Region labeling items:

-- START --

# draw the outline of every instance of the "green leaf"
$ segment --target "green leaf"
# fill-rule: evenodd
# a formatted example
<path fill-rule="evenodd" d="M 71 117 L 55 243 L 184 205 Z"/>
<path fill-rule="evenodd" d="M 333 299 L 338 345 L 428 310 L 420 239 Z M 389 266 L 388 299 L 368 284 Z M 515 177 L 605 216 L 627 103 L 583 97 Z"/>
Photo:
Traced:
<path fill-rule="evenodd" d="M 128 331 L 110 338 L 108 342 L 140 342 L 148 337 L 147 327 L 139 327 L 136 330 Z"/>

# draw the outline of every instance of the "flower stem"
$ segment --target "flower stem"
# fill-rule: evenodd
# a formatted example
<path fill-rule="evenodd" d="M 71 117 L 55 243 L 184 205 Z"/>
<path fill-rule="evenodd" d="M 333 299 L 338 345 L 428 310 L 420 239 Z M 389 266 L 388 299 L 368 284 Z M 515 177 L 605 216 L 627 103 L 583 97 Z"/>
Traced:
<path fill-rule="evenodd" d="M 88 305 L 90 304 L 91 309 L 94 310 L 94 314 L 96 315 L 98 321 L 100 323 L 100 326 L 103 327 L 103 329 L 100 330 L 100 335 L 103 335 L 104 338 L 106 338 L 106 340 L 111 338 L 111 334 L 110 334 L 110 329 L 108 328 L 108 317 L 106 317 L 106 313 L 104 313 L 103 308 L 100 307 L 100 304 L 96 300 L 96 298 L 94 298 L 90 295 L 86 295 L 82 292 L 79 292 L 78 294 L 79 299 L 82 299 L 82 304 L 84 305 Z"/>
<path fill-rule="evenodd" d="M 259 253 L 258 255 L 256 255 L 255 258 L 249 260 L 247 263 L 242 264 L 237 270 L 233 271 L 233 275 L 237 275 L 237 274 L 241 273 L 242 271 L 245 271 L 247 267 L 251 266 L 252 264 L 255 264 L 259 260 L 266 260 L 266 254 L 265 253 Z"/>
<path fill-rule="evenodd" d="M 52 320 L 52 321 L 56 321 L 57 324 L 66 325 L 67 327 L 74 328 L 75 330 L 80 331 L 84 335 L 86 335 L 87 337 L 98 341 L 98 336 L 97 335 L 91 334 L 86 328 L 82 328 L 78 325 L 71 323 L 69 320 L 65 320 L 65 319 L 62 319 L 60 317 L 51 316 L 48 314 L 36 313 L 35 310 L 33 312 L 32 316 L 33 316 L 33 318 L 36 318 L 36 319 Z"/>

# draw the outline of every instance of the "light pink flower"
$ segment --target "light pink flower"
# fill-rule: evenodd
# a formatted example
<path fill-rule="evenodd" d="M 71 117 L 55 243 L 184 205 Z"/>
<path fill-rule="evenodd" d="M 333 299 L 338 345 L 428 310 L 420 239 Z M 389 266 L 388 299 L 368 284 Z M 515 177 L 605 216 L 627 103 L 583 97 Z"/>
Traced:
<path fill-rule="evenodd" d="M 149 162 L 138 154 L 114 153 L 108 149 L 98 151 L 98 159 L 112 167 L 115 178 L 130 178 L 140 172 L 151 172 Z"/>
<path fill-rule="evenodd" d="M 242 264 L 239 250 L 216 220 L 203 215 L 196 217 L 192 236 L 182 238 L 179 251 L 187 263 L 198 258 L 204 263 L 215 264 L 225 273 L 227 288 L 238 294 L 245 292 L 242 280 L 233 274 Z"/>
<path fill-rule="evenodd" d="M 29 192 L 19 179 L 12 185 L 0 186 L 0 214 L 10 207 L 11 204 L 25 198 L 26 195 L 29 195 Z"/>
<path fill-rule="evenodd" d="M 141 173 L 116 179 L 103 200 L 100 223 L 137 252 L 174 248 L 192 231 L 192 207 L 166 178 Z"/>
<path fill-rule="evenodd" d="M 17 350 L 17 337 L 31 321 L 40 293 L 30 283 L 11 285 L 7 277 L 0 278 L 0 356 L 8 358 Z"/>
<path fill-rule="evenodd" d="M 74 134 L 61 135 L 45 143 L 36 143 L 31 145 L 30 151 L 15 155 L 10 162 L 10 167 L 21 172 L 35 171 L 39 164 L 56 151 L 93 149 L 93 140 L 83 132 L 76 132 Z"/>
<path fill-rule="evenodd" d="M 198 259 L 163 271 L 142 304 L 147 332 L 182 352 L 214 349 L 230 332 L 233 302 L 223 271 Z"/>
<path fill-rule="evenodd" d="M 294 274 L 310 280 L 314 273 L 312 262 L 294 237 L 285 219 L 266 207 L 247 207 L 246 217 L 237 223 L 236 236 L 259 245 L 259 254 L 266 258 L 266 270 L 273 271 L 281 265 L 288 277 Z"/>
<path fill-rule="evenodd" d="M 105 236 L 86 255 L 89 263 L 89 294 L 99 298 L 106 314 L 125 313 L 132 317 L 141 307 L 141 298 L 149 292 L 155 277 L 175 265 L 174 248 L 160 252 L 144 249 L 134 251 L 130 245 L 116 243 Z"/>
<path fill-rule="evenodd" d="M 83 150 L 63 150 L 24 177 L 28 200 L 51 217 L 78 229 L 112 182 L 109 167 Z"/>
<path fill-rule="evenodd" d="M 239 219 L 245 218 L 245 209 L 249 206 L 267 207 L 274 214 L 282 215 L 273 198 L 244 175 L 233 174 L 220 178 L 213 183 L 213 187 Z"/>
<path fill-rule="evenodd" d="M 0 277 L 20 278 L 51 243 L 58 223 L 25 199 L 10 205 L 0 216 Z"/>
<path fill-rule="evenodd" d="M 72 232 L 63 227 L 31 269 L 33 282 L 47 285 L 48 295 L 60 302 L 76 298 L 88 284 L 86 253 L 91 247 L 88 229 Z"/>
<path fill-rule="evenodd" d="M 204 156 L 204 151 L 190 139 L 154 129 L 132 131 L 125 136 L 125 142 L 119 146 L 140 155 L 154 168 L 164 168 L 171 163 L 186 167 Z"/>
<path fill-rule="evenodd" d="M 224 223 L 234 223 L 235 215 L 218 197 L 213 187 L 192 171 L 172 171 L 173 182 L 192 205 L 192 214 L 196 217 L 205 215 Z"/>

-- END --

* **EXERCISE DETAILS**:
Rewrite the entries starting at the very first line and ending at the line containing "128 331 L 110", with "green leaf" changed to "yellow leaf" and nothing else altered.

* **COMPLETED EXERCISE**:
# draw the outline of every instance of the "yellow leaf"
$ segment --target "yellow leaf"
# fill-rule: evenodd
# a formatted example
<path fill-rule="evenodd" d="M 71 117 L 55 243 L 184 205 Z"/>
<path fill-rule="evenodd" d="M 333 299 L 338 345 L 428 310 L 420 239 Z M 389 266 L 388 299 L 368 284 Z M 515 177 L 605 216 L 627 103 L 583 97 Z"/>
Photo:
Traced:
<path fill-rule="evenodd" d="M 128 331 L 110 338 L 108 342 L 140 342 L 148 337 L 147 327 L 139 327 L 136 330 Z"/>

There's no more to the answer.